→ What to produce:
Copy nothing from the entries below except the lines from the one containing "Where can you see the bbc logo" through the one containing "Where can you see the window", and copy those exactly.

***** The data *****

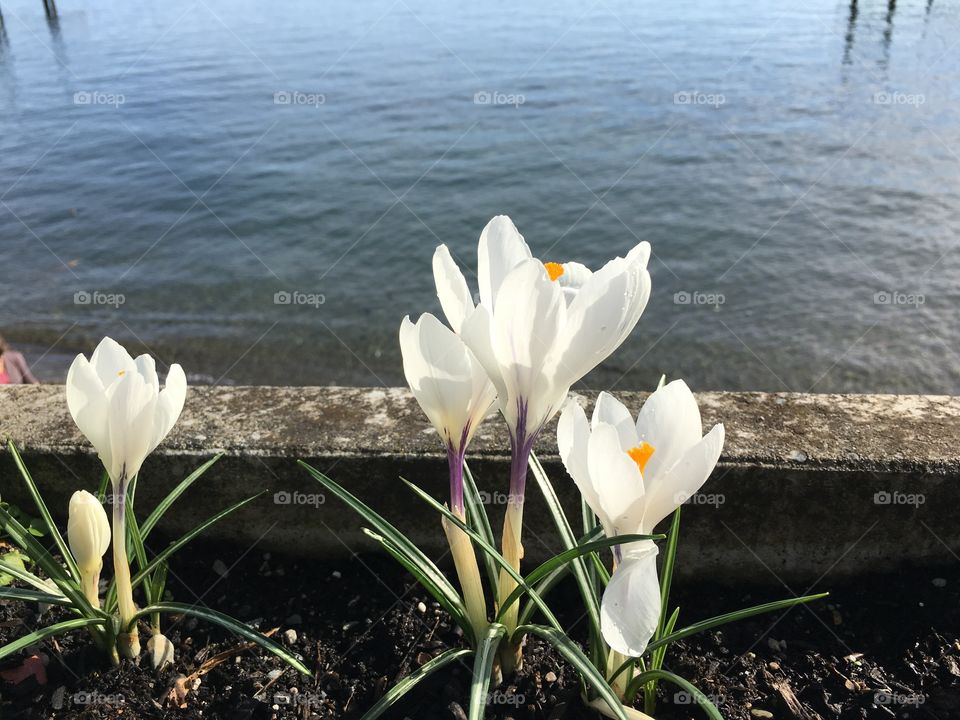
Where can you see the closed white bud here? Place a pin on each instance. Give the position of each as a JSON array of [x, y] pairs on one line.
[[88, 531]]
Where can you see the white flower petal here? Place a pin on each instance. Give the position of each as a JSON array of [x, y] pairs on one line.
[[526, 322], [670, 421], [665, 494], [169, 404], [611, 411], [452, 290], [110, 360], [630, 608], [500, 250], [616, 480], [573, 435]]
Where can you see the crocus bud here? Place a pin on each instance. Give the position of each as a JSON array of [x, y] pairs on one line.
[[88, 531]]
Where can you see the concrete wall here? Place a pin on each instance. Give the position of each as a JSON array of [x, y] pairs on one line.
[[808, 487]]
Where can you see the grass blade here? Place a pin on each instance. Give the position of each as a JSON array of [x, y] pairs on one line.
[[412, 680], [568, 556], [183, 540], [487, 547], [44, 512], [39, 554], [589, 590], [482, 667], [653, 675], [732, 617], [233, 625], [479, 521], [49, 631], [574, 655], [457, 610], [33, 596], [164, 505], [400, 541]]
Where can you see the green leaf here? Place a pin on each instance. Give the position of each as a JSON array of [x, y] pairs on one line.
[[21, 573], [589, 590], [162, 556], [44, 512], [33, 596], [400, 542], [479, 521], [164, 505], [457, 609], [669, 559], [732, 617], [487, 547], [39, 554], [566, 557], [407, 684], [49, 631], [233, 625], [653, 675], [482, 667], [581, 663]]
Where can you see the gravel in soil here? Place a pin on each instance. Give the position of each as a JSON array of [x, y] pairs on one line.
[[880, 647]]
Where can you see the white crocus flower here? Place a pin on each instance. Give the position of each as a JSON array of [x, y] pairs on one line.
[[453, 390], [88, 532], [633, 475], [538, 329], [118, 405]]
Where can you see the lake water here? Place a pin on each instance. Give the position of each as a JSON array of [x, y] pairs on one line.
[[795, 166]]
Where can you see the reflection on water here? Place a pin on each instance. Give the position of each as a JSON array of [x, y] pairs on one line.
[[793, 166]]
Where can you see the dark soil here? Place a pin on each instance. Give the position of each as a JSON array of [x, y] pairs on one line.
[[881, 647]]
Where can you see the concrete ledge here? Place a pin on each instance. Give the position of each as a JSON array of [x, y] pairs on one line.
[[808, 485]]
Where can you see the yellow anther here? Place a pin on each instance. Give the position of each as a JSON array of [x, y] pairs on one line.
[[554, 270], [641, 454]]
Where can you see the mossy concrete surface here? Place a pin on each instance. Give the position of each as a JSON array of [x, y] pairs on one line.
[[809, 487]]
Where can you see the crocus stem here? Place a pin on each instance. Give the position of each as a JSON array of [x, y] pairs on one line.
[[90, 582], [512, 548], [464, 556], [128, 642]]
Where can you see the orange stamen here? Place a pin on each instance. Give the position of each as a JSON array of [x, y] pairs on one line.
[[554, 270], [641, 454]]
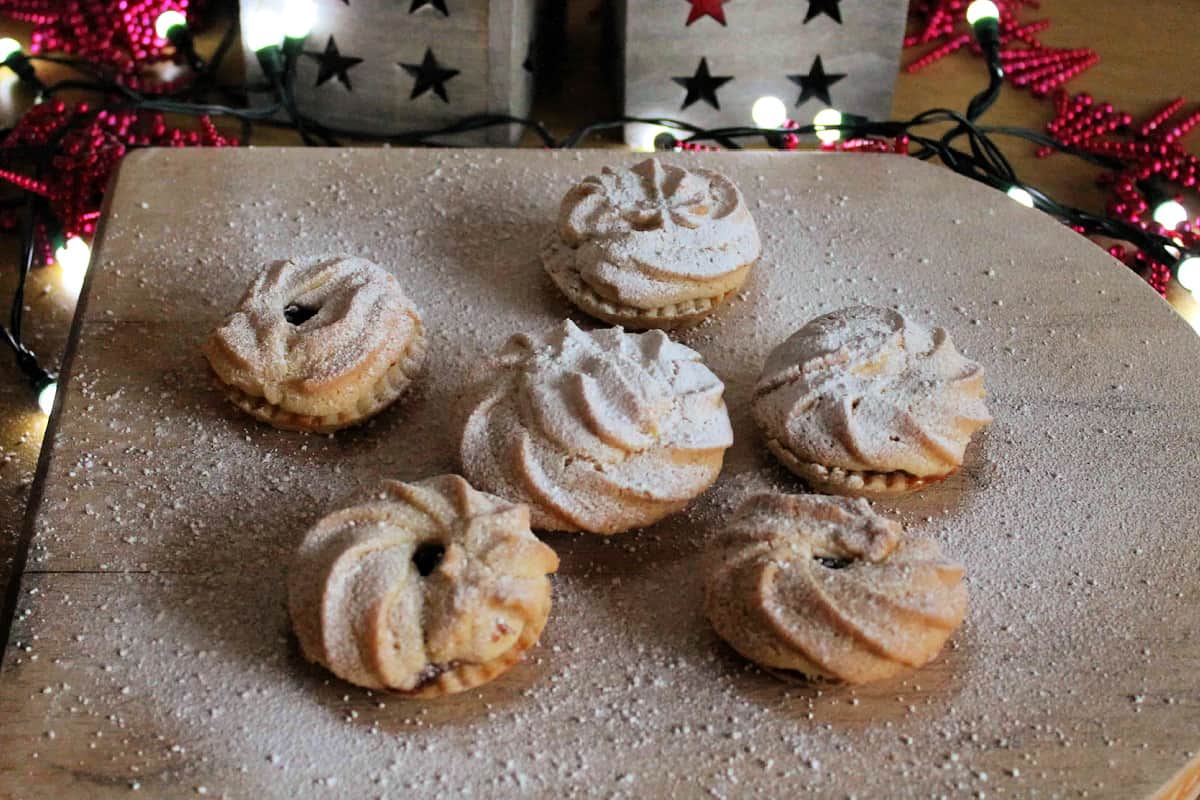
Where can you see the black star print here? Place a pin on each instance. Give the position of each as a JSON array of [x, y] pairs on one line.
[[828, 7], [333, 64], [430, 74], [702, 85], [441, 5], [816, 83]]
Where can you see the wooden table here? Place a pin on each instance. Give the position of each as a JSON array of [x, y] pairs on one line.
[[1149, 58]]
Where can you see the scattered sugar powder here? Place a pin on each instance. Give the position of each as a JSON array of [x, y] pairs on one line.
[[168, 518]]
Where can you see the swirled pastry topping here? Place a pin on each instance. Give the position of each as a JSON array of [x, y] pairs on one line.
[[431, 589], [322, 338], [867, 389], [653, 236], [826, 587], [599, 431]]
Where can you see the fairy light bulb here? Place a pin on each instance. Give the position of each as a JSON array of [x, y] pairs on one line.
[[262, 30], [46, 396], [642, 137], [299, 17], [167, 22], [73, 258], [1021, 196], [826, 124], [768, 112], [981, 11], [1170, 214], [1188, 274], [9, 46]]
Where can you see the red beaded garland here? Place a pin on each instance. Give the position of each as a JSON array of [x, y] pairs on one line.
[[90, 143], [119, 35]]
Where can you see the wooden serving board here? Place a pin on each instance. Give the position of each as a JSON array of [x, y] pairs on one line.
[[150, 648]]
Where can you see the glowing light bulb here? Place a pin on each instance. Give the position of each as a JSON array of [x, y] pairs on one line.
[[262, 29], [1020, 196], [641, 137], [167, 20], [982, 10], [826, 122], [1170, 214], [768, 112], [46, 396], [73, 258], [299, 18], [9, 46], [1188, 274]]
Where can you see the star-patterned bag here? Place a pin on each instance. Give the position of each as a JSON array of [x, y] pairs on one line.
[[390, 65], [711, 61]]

*****
***** The data *****

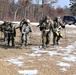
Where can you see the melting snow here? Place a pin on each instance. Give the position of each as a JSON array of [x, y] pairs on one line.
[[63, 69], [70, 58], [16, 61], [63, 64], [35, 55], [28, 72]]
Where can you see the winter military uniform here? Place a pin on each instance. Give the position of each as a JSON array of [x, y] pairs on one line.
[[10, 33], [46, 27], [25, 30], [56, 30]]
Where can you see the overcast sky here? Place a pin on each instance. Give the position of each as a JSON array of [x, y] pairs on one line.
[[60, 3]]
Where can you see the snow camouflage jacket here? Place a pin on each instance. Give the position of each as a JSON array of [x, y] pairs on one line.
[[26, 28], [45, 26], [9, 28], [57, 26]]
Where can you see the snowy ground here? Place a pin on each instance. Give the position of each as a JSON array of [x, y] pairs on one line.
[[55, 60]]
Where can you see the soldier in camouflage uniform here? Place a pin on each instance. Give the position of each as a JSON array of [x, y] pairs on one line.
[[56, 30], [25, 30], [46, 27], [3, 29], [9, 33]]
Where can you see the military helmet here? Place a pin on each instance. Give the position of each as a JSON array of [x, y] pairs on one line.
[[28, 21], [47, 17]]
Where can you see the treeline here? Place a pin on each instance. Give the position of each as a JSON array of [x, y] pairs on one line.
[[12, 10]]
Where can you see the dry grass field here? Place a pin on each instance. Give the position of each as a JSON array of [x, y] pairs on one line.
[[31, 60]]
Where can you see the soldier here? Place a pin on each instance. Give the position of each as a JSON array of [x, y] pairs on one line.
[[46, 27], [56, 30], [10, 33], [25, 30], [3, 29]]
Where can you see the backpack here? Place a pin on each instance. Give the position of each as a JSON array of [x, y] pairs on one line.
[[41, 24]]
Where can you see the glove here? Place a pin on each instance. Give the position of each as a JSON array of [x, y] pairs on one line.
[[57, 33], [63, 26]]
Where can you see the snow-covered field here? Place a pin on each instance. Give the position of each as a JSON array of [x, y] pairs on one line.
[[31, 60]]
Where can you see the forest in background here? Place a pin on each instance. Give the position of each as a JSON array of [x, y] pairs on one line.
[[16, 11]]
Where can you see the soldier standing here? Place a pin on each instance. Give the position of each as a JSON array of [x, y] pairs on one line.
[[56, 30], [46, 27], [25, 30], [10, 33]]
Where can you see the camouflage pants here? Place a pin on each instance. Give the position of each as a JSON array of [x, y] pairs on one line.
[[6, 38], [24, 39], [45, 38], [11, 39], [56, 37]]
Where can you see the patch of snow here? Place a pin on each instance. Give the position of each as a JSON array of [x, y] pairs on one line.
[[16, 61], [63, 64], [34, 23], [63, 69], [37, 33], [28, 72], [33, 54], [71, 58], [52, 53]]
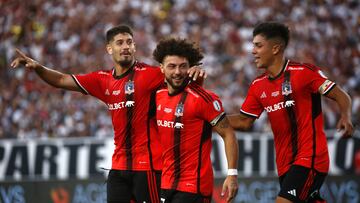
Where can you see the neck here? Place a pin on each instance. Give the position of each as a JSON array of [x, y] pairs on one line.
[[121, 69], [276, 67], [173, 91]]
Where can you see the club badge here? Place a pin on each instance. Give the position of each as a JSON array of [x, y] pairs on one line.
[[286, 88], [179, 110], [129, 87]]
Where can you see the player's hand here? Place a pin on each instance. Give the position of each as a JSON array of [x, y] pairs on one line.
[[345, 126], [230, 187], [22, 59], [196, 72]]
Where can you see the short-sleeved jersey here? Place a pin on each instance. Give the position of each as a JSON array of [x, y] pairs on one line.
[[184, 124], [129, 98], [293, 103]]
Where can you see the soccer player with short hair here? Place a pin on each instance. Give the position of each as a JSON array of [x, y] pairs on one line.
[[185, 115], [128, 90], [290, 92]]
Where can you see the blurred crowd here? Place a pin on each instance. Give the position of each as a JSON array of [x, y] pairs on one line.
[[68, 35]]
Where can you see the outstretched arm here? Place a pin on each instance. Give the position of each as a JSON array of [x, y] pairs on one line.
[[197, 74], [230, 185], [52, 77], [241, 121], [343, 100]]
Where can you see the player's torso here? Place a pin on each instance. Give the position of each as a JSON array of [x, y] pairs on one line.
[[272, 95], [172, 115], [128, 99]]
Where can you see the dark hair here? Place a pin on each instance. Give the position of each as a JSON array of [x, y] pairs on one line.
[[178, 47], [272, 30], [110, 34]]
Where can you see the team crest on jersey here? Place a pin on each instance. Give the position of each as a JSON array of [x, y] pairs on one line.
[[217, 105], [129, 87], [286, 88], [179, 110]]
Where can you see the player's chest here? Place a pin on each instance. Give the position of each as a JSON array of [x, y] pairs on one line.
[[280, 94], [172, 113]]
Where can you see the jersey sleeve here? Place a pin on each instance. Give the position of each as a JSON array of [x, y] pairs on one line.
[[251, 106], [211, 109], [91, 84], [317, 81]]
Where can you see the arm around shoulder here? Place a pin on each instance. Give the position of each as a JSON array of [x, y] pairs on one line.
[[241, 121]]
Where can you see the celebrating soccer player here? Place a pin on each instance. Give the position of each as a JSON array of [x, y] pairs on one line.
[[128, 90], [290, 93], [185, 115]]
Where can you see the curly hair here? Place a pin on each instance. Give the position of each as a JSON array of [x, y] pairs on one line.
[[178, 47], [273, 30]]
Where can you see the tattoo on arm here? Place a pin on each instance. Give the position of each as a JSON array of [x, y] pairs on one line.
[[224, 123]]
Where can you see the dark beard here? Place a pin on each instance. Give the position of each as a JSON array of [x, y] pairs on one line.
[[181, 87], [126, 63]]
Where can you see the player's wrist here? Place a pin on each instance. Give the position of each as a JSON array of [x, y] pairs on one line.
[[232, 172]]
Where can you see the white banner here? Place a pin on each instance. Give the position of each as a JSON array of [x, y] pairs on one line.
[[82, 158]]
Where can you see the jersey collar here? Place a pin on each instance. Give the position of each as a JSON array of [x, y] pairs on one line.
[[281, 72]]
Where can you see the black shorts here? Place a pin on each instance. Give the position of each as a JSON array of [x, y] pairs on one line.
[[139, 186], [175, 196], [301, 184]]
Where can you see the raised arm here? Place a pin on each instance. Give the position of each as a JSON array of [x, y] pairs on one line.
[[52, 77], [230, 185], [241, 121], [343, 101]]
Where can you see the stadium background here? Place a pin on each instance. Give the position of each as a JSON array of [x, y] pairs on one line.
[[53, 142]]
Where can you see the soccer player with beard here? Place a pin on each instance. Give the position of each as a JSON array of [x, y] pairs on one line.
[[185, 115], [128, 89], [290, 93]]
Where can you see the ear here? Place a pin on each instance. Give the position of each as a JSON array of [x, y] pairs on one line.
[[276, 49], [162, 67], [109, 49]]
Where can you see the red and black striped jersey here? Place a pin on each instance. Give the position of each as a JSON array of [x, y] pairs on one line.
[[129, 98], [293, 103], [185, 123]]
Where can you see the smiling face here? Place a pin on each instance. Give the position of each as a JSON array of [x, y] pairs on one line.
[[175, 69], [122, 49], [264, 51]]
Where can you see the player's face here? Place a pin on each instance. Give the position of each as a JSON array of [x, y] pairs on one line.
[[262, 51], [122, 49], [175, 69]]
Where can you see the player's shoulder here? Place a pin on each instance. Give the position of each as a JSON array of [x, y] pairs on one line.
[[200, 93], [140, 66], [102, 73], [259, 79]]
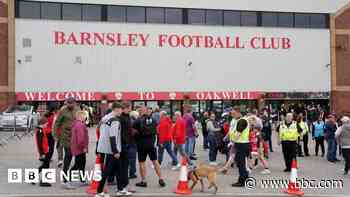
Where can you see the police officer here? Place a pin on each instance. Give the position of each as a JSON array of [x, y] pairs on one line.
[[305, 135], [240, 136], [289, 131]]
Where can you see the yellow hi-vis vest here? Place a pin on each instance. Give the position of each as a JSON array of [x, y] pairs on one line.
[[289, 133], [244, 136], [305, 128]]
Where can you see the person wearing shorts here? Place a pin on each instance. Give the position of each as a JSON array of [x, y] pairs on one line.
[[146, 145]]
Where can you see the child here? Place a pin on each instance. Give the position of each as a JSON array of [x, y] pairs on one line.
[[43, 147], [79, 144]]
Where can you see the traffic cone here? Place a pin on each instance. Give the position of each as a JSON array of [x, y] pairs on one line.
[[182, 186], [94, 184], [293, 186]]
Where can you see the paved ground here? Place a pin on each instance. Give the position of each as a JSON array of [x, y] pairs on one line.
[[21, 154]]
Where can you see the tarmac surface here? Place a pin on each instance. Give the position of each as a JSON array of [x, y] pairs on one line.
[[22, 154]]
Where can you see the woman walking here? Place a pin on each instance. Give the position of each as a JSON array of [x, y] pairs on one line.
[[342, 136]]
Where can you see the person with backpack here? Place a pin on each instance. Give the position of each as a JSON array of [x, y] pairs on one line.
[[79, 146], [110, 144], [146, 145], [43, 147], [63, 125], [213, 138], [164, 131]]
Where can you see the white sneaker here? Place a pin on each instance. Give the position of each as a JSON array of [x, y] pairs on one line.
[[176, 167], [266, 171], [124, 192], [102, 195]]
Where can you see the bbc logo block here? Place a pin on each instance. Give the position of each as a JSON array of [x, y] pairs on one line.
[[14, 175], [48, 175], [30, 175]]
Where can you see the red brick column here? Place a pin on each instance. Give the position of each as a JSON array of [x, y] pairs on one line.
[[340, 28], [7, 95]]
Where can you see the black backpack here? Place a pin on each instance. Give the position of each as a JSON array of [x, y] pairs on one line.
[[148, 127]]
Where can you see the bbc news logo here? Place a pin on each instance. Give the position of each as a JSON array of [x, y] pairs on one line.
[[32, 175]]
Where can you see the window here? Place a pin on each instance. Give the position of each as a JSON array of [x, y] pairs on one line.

*****
***** The data *****

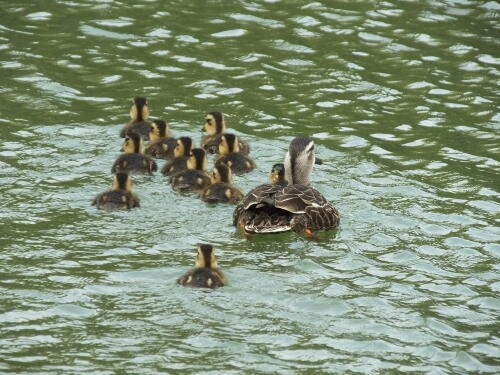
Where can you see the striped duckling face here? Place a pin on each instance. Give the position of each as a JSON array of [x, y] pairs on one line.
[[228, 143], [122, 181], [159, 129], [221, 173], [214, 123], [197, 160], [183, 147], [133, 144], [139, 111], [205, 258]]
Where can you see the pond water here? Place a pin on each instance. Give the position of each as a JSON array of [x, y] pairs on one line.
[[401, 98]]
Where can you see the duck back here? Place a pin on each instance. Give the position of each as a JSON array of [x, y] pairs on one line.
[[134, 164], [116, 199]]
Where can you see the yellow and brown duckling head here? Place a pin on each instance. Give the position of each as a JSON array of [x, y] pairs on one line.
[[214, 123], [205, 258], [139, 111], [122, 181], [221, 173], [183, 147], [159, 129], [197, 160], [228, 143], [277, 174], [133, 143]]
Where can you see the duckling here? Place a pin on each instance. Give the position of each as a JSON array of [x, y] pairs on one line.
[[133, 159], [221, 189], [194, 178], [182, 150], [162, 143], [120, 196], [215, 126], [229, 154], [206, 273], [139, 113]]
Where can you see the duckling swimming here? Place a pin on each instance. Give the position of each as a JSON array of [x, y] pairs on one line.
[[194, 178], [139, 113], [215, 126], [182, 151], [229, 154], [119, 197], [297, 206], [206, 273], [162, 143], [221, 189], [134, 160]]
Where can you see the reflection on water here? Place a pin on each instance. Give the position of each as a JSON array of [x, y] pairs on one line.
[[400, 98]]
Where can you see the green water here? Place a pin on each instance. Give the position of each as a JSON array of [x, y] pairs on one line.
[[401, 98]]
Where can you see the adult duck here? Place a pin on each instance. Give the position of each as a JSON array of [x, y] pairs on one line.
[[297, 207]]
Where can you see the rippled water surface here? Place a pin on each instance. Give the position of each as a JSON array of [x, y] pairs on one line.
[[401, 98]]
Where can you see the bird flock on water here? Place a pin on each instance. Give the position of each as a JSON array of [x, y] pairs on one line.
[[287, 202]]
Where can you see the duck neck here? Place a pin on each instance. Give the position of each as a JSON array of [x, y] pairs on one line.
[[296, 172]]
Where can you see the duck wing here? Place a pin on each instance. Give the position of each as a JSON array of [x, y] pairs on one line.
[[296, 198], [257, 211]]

*****

→ Task answer:
Where can you see the bbc logo block here? Place a pin on each instance. Give the position of each as a JSON array of [x, y] pairs on one line.
[[14, 175], [48, 175], [30, 175]]
Where can you see the red brick column here? Place a pin on each instance. Give the position of each as a JSON array of [x, y] pairs on one line.
[[340, 28], [7, 95]]
Where can you see the black backpack here? Place a pin on each instance. Give the position of each as a JSON array of [x, y] pairs on one line.
[[148, 127]]
Where can you see the bbc news logo here? Place a pin on each instance. Give the position of each as a JSON array of [x, y] pairs on one line.
[[32, 175]]
Where can you see the window here? Place a pin on each instance. Give the position of each as a JSON array of [x, y] pairs on one line.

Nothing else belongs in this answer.